**Goal 1:**
Answer these questions about the coffee roaster article:
(a) What model of roasting machine sits behind a rope in the café?
(b) What does a 12-ounce bag of roasted beans cost?
(c) What does the Qonqona brew taste of?

::::::::

Broadsheet Coffee Roasters

An antidote to Starbucksification?

Figuring that “day-trading my stock portfolio was not the best use of my time,” former banker Aaron MacDougall ’94 chose instead to open Broadsheet Coffee Roasters, a specialty coffee house in Cambridge that aims to educate as it caffeinates. 

MacDougall “curates” the raw green beans—mostly from growers in Ethiopia, Peru, and Guatemala—and convection-roasts them in the gleaming and efficient Loring S-15 that sits behind a rope like a museum piece in the Kirkland Street café. It perfectly browns coffee that’s sold in bags or brewed for customers (using water thrice filtered and re-mineralized in the basement) by discerning baristas. “What we’re really fighting here is the fast-food mentality of the United States,” says MacDougall. “Across the country, coffee equals ‘caffeine-delivery mechanism’ for the working person. We’ve been trained to just dump in the cream and sugar and not even taste the coffee.” He’s trying to communicate the “value proposition” of fine coffee: to help consumers think differently and not waste their “caffeine capacity on something that’s inferior.”


Aaron MacDougall
Photograph by Katherine Harrison/courtesy of Broadsheet Coffee Roasters

A 12-ounce brewed cup costs from $3.25 (plain) to $5.00 (vanilla latte, mocha); a 12-ounce bag of roasted beans is $18 to $22. When asked about what some patrons see as steep pricing, MacDougall counters: “But I always think, ‘Why is it so cheap?’”

Consider the labor-intensive process of bringing coffee to the market, he explains: the cultivation, hand-picking, sorting, and cleaning that mostly occur in high-altitude, rural areas that are hard to reach; then add transportation costs. His raw coffee is a “dramatically” higher grade than any Starbucks offering, and costs customers only about 50 cents more per cup. Like fine wines, he points out, specialty coffees have distinctive nuances. Describing two varieties from Ethiopia, which holds near-mythic status among serious coffee-drinkers as the origin of the indigenous arabica coffee shrubs, he says, “The best-selling Qonqona brew tastes of rich, dark cherries,” whereas “the classic Yirgacheffe Kochere is a lighter roast with “a strong bergamot, herbal note.” 

Broadsheet also customizes grinding, brewing, and roasting. “Starbucks uses super-automatic machines; they just press a button and out it comes. They have built-in grinders and their espresso-makers are notoriously crappy,” he adds. “And we use a steam wand, which forces hot steam into the milk, creating micro-foam [versus the frothers at Starbucks], and milk from a local farmer, too.”

::::::::

**Goal 2:**
Reproduce the rows that begin at the one containing "Would you kindly locate the dark" and run through the last row, requests included. Shift every coordinate in the answers by -44.

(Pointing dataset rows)
::::::::

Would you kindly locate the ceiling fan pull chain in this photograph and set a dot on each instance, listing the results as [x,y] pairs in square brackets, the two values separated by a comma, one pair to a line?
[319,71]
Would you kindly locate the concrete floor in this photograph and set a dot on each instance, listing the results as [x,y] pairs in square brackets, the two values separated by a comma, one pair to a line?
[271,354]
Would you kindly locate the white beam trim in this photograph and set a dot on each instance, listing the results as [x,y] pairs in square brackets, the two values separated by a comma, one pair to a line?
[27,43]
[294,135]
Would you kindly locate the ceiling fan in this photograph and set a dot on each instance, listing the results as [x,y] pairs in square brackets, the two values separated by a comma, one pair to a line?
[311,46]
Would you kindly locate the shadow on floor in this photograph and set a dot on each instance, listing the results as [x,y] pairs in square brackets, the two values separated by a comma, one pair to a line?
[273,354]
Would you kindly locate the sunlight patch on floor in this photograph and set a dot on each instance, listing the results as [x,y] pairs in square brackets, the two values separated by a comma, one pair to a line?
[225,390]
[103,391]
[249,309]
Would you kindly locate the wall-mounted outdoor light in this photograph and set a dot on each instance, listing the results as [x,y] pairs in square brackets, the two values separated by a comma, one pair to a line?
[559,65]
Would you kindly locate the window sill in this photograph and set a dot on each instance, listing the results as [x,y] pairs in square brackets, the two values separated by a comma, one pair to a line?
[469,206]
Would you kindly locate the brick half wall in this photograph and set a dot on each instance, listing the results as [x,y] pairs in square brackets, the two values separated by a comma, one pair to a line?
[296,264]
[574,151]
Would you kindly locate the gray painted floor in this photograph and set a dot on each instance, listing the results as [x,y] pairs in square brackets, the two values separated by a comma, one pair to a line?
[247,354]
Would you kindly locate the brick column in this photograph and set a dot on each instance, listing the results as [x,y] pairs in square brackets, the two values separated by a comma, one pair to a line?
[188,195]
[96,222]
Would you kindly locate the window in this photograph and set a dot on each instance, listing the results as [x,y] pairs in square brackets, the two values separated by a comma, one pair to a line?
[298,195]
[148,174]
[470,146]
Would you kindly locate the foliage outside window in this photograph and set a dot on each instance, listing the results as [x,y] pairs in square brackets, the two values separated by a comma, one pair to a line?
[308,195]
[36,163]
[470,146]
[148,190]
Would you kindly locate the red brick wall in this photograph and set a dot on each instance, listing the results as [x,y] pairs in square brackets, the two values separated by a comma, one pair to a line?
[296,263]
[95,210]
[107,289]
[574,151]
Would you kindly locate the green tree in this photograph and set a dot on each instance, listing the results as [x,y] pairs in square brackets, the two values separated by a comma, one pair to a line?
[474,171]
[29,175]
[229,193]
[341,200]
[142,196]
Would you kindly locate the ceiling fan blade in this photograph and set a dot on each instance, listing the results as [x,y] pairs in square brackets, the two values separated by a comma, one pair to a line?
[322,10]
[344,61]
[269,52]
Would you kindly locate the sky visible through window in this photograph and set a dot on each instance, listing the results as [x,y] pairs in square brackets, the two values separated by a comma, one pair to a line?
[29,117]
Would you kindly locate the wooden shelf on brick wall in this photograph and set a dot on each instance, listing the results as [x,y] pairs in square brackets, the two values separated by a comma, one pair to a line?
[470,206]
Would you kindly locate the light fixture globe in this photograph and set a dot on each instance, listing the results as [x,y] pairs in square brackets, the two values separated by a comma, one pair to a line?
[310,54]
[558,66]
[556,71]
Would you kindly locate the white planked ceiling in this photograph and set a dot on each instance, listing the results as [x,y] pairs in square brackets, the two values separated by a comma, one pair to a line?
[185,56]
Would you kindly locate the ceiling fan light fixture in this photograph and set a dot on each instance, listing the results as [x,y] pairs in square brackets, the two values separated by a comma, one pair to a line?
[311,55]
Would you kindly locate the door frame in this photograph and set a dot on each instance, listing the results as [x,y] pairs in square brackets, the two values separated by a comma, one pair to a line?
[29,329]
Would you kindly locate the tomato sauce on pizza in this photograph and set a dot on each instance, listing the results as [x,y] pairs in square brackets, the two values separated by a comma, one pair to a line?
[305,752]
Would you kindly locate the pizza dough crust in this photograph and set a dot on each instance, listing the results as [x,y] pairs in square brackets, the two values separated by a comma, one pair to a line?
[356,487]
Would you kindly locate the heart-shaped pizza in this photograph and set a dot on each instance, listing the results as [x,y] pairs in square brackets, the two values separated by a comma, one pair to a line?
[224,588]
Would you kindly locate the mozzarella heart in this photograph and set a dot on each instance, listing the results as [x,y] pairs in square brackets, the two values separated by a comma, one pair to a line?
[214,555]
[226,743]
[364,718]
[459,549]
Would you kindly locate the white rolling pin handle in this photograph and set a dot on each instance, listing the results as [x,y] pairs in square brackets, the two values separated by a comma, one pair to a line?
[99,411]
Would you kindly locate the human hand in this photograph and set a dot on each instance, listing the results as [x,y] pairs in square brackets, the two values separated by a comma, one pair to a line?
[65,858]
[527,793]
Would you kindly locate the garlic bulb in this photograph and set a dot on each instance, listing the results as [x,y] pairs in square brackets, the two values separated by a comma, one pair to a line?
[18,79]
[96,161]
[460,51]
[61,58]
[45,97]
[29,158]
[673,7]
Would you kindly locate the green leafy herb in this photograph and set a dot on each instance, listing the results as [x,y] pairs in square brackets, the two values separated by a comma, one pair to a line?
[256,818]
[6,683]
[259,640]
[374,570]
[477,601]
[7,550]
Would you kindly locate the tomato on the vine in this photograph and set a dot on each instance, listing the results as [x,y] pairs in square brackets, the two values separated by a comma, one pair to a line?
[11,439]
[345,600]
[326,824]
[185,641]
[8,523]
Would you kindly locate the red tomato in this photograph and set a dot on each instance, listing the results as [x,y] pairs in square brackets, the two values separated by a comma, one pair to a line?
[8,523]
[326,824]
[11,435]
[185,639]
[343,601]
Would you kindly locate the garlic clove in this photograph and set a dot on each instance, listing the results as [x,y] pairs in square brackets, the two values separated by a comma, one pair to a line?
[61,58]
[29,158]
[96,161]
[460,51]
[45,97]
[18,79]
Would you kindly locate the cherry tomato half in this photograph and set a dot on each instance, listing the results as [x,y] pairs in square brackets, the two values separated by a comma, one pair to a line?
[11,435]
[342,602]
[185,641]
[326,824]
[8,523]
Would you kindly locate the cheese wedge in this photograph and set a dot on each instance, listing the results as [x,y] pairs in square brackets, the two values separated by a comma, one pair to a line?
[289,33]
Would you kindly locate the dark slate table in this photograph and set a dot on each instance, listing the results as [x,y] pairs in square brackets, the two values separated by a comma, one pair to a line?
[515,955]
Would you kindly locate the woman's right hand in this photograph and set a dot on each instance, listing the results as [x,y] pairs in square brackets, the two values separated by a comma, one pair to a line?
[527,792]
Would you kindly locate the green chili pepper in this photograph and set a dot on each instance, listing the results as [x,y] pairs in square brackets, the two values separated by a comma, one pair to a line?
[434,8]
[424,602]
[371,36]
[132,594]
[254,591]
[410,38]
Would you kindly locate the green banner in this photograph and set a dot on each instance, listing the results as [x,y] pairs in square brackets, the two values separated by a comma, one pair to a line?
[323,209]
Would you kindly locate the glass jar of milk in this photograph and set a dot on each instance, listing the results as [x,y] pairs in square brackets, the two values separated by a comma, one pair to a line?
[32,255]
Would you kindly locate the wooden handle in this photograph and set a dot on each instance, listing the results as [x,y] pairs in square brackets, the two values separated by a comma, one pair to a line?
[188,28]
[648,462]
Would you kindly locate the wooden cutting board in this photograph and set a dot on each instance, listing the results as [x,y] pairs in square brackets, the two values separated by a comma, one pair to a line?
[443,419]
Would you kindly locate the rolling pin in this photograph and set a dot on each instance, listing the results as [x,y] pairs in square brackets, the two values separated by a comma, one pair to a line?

::::::::

**Result 1:**
(a) A Loring S-15
(b) $18 to $22
(c) Rich, dark cherries

**Result 2:**
Would you kindly locate the dark slate table in this photograph and set a dot on each instance, listing the results as [x,y] pairs in square brackets, the two values separated by a comma, one pair to a line?
[471,911]
Would you kindly locate the woman's right hand in this photograph and set a dot on each instance, listing the results as [x,y] pairs in square brackets, the two values separated by a comma, one pair to a line?
[483,748]
Would you kindly locate the green chili pepper in this photograph and set a dot on each instance, listing the results as [x,y] pairs in square brackets, the two values separated by a comma, one pair to a line?
[390,-36]
[380,558]
[327,-8]
[88,550]
[210,547]
[366,-6]
Would you kindly locate the green banner in this photograph and set a dot on each instance, listing the results as [x,y] pairs in square brackets, the two values separated by a comma, one pair to a line?
[279,165]
Would you kindly locate the glass jar of milk in this photograph and set a dot on each instance, listing the results as [x,y] pairs in square brackets, the two values separated by a comma, one pair to a line?
[-12,211]
Would you kindly locate the wooden handle in this photograph and set a dot on each instance, listing the results as [x,y] pairs in square brackets, the two values separated by a comma, one pair to a line?
[144,-16]
[604,418]
Would you kindly locate the wooden cutting board in this photograph and set a dot on each instance, listing the results as [x,y] pairs in square brackets, the two values separated by a comma, one pair to a line?
[399,375]
Would you kindly locate the rolling pin in this photograph and set a dot on each instance, listing the results as [x,y] pairs in square brackets, the two values separated by a comma, one pair to a line?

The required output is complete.